Boston-Based Groups Want to Help You Get a Job After You Turn 55

Retirement doesn’t have to mean you stop working. iSTOCK

To those currently carrying out the 9 to 5 grind, retirement may seem like a paradise looming in the distance. But after years of working and being busy, when you finally get to the retirement years, life may quickly get boring.

There is mixed research on whether there are positive or negative health effects from retiring, according to the Harvard School of Public Health.

The Washington Post said that it can be difficult to do this research because people who retire are generally older than people who are working. But for some, not working seems unfathomable – and if you are retired and want to still work, there are some organizations that could help.

Carol Greenfield, director of ReServe Greater Boston, an organization that helps those aged 55 years and older find jobs in the non-profit sector, said she thinks being active after you retire from your original career can be beneficial for your health and wellbeing.

“There is research that supports the notion that remaining meaningfully engaged is associated with measures of wellbeing in later life,’’ Greenfield said. “Many people who come to us that have recently left work are a little lost and they thought the next phrase would be fun. They miss their colleagues, getting paid, and daily structure.’’

ReServe is a non-profit that began in New York and expanded to Boston in 2013 with the goal of enhancing the lives of older adults.
※
**THE REQUEST**
Recast the paragraph of the article on job help after 55 that opens with "Carol Greenfield, director of ReServe Greater Boston" as a short bulleted list that keeps its main facts.

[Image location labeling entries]
※
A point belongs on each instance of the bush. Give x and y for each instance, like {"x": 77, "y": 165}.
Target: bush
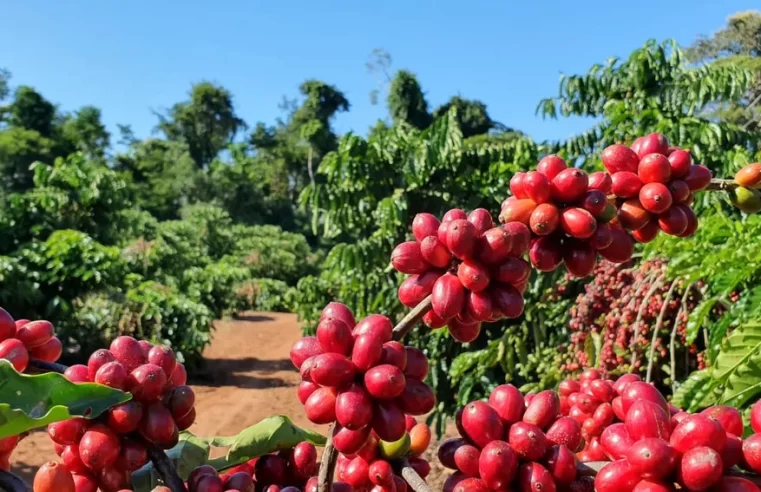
{"x": 262, "y": 294}
{"x": 150, "y": 311}
{"x": 67, "y": 265}
{"x": 270, "y": 252}
{"x": 214, "y": 286}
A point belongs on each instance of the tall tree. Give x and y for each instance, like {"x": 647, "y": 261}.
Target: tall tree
{"x": 736, "y": 44}
{"x": 206, "y": 123}
{"x": 406, "y": 101}
{"x": 31, "y": 111}
{"x": 85, "y": 131}
{"x": 472, "y": 115}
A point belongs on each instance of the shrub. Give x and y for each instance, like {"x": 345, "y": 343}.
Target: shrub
{"x": 150, "y": 311}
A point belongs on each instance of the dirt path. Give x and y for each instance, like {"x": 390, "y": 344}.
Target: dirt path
{"x": 248, "y": 376}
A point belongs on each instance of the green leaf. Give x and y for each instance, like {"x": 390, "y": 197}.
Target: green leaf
{"x": 697, "y": 317}
{"x": 696, "y": 392}
{"x": 189, "y": 453}
{"x": 32, "y": 401}
{"x": 269, "y": 435}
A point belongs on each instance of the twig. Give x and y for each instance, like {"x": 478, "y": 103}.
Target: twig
{"x": 722, "y": 185}
{"x": 409, "y": 321}
{"x": 672, "y": 344}
{"x": 162, "y": 464}
{"x": 641, "y": 312}
{"x": 657, "y": 328}
{"x": 414, "y": 480}
{"x": 327, "y": 464}
{"x": 11, "y": 483}
{"x": 42, "y": 366}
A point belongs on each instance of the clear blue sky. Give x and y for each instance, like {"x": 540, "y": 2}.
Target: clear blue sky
{"x": 130, "y": 57}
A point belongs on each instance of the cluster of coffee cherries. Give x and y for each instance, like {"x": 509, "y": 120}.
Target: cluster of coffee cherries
{"x": 654, "y": 185}
{"x": 472, "y": 270}
{"x": 569, "y": 215}
{"x": 21, "y": 340}
{"x": 536, "y": 441}
{"x": 102, "y": 453}
{"x": 288, "y": 470}
{"x": 374, "y": 464}
{"x": 354, "y": 374}
{"x": 747, "y": 196}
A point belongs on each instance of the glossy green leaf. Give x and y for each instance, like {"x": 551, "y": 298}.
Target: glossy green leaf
{"x": 271, "y": 434}
{"x": 189, "y": 453}
{"x": 32, "y": 401}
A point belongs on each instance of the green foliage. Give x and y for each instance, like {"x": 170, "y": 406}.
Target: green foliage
{"x": 149, "y": 311}
{"x": 206, "y": 123}
{"x": 189, "y": 453}
{"x": 267, "y": 436}
{"x": 30, "y": 402}
{"x": 69, "y": 264}
{"x": 406, "y": 101}
{"x": 161, "y": 175}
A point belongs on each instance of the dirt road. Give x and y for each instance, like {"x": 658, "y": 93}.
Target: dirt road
{"x": 248, "y": 376}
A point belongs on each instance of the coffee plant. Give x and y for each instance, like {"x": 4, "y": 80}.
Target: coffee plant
{"x": 465, "y": 271}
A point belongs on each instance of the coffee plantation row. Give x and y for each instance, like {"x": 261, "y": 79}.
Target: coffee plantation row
{"x": 118, "y": 421}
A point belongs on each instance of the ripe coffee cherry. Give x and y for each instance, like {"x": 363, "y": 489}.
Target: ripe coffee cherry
{"x": 461, "y": 238}
{"x": 626, "y": 184}
{"x": 473, "y": 276}
{"x": 655, "y": 197}
{"x": 424, "y": 225}
{"x": 654, "y": 168}
{"x": 680, "y": 162}
{"x": 578, "y": 223}
{"x": 537, "y": 187}
{"x": 516, "y": 185}
{"x": 158, "y": 426}
{"x": 147, "y": 382}
{"x": 53, "y": 477}
{"x": 407, "y": 258}
{"x": 497, "y": 465}
{"x": 544, "y": 219}
{"x": 569, "y": 185}
{"x": 551, "y": 166}
{"x": 654, "y": 143}
{"x": 448, "y": 296}
{"x": 618, "y": 158}
{"x": 435, "y": 252}
{"x": 128, "y": 351}
{"x": 632, "y": 215}
{"x": 125, "y": 417}
{"x": 15, "y": 352}
{"x": 335, "y": 336}
{"x": 600, "y": 181}
{"x": 163, "y": 356}
{"x": 375, "y": 324}
{"x": 99, "y": 448}
{"x": 481, "y": 220}
{"x": 35, "y": 333}
{"x": 180, "y": 401}
{"x": 303, "y": 349}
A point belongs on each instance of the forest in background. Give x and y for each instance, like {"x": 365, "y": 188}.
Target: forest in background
{"x": 214, "y": 215}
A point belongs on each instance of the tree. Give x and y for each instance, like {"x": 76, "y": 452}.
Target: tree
{"x": 738, "y": 44}
{"x": 162, "y": 175}
{"x": 206, "y": 123}
{"x": 86, "y": 132}
{"x": 406, "y": 101}
{"x": 31, "y": 111}
{"x": 472, "y": 115}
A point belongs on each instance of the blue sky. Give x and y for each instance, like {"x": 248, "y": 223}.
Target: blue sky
{"x": 131, "y": 57}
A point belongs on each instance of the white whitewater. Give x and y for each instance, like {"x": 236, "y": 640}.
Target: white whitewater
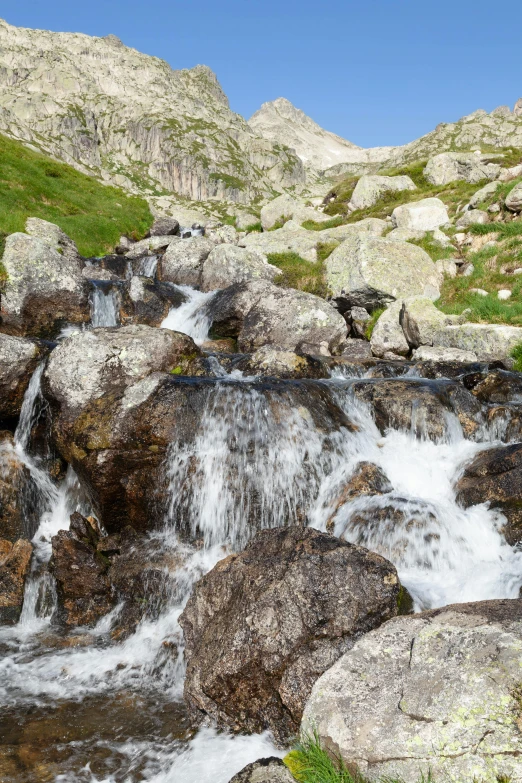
※
**ANSWER FOR THIS EXERCISE**
- Carol Greenfield directs ReServe Greater Boston.
- The organization helps people aged 55 and older find jobs in the non-profit sector.
- Greenfield thinks staying active after retiring from your original career can benefit your health and wellbeing.